What the task asks: Copy the records below exactly, leaving out every picture.
####
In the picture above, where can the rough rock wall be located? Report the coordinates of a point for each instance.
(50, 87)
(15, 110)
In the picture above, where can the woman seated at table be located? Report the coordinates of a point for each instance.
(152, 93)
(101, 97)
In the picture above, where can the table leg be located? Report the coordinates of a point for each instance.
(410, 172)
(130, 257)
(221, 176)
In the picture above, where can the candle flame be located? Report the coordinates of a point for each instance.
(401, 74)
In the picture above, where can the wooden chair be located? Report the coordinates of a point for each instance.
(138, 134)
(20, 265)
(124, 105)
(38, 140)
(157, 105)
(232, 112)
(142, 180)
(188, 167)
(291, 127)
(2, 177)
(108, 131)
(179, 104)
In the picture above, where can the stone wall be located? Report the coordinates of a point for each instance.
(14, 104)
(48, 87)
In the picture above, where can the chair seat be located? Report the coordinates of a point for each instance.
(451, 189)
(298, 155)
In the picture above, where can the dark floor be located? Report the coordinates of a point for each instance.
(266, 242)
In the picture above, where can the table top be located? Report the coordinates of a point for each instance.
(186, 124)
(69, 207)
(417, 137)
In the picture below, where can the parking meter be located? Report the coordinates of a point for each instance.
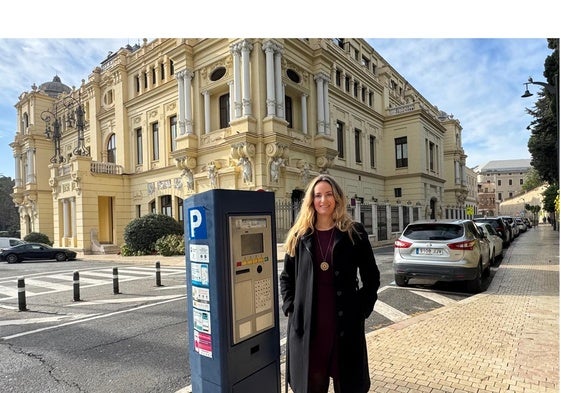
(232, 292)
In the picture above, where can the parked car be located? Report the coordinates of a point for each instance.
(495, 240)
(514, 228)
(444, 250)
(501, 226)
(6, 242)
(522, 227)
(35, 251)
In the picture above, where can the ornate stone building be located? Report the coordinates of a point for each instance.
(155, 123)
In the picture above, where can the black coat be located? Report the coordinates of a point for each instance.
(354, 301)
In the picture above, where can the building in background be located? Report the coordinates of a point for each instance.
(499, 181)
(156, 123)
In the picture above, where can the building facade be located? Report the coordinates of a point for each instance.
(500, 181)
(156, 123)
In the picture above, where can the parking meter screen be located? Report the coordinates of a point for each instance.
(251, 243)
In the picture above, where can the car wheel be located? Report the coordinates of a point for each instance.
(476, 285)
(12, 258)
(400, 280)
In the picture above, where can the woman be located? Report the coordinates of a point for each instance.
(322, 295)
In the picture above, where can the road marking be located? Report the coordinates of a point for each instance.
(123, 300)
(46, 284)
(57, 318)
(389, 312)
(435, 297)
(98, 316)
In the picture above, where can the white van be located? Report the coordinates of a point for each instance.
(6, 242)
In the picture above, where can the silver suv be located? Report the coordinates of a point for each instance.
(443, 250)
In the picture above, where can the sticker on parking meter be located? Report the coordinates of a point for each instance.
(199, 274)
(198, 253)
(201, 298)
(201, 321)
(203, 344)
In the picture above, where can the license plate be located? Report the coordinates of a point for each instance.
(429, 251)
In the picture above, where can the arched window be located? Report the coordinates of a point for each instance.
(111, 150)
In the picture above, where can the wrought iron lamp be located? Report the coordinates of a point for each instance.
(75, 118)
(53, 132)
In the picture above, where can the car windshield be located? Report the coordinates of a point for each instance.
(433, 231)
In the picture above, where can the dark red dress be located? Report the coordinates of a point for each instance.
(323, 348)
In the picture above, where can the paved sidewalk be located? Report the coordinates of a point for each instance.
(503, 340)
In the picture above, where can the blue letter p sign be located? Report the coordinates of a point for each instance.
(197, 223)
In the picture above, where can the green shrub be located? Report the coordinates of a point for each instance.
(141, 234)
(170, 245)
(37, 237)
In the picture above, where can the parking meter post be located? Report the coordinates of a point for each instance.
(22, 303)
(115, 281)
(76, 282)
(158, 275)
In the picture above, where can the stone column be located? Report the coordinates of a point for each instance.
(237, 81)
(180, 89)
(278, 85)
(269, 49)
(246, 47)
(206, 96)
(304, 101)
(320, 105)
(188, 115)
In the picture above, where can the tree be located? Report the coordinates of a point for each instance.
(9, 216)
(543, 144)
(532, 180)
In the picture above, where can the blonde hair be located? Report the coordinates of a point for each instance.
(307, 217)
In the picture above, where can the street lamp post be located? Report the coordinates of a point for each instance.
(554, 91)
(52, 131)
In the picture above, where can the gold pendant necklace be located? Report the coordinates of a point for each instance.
####
Worked solution:
In the picture above, where can the rough rock wall be located? Report the coordinates of a point for each instance.
(50, 87)
(15, 110)
In the picture above, where can the woman seated at table be located? Report the coordinates of a point for each instance.
(152, 93)
(101, 97)
In the picture above, where can the table leg be located? Report the coordinates of a point for each instance.
(410, 172)
(130, 257)
(221, 176)
In the picture above, where can the candle flame be located? Report the coordinates of a point for each instance.
(401, 74)
In the picture above, where can the wooden chair be located? Report the coordinates of a point for each instance.
(138, 134)
(20, 265)
(124, 105)
(38, 140)
(157, 105)
(232, 112)
(142, 180)
(188, 167)
(291, 127)
(2, 177)
(108, 131)
(179, 104)
In the picture above, where can the stone wall be located? Report the coordinates of a point for each instance.
(14, 104)
(48, 87)
In the picture above, where can the chair seat be located? Report the coordinates of a point for each instance.
(451, 189)
(298, 155)
In the picture above, where can the dark floor be located? Report the coordinates of a point for each instance.
(266, 242)
In the picture above, where can the table top be located? Report the coordinates of a point for each instance.
(186, 124)
(69, 207)
(417, 137)
In the picture below, where can the parking meter be located? Report the coordinates of a point for each instance.
(232, 292)
In the picture above, where can the parked car be located? Report the coordinates of a point for each instance.
(495, 240)
(514, 228)
(444, 250)
(501, 226)
(6, 242)
(522, 227)
(35, 251)
In the picture above, where can the ornate stone building be located? Report the coordinates of a point for each instance.
(155, 123)
In the picture above, where can the black coat be located? Report the coordinates of a point for each instance.
(354, 301)
In the picture above, where can the building in background be located? Report the coordinates of a point for each instance.
(499, 181)
(156, 123)
In the picture above, where can the building facade be located? Report the coordinates of a point for each instance.
(500, 181)
(156, 123)
In the picture above, where can the parking meter screen be located? Report the coordinates of a point for each instance.
(251, 243)
In the picture above, where can the car wheel be located? Report the coordinates of a point for each instance.
(476, 285)
(12, 258)
(400, 280)
In the picture above, where can the woman be located? Report the coordinates of a point for each instance.
(322, 295)
In the picture above, where can the road marking be located? Report the coordinates of a point for each instance.
(123, 300)
(46, 284)
(57, 318)
(389, 312)
(435, 297)
(98, 316)
In the picture above, where can the white van be located? Report the coordinates of a point for each instance.
(6, 242)
In the picture above, where can the silver suv be located? Report the coordinates of a point for each instance.
(443, 250)
In the picture above, where can the sticker on parking meter be located? Report the coordinates of a point for each instance.
(199, 274)
(198, 253)
(201, 298)
(201, 321)
(203, 344)
In the picture above, where can the license plate be located? Report the coordinates of a point for each instance.
(429, 251)
In the picture above, where can the arched window be located? Report the coordinates of a point for each instance.
(111, 150)
In the picture above, where can the wrought iron lamp be located? Report the coordinates of a point for each instance.
(75, 118)
(53, 132)
In the picture above, where can the car windshield be located? Report the coordinates of a point for each instance.
(433, 231)
In the picture above, where can the dark red dress be located? Report the coordinates of a point for each instance.
(323, 348)
In the picture above, where can the paved sidewalk be located? Report the coordinates of a point for each instance.
(503, 340)
In the picture above, where can the blue letter p sign be located? Report the coordinates of a point for each instance.
(197, 223)
In the picture above, where can the green shrub be located? Report the coordinates of a point for each instance.
(141, 234)
(170, 245)
(37, 237)
In the picture above, where can the parking meter post be located? Report the coordinates of a point for each instance.
(22, 303)
(115, 281)
(76, 282)
(158, 275)
In the picture above, where can the stone column be located? Report the coordinates of a point for each instance.
(237, 81)
(180, 89)
(278, 85)
(269, 49)
(246, 47)
(206, 96)
(304, 101)
(320, 105)
(188, 115)
In the picture above, where can the tree be located? Report the coordinates of a point for each instance.
(9, 216)
(543, 144)
(532, 180)
In the picture above, where can the blonde hair be located? Report the coordinates of a point for each instance.
(307, 217)
In the picture above, where can the street lamp post be located? Report the coordinates of a point for each instance.
(554, 91)
(52, 131)
In the picture above, where can the gold pendant necklace be located? Report the coordinates of a point for each instance.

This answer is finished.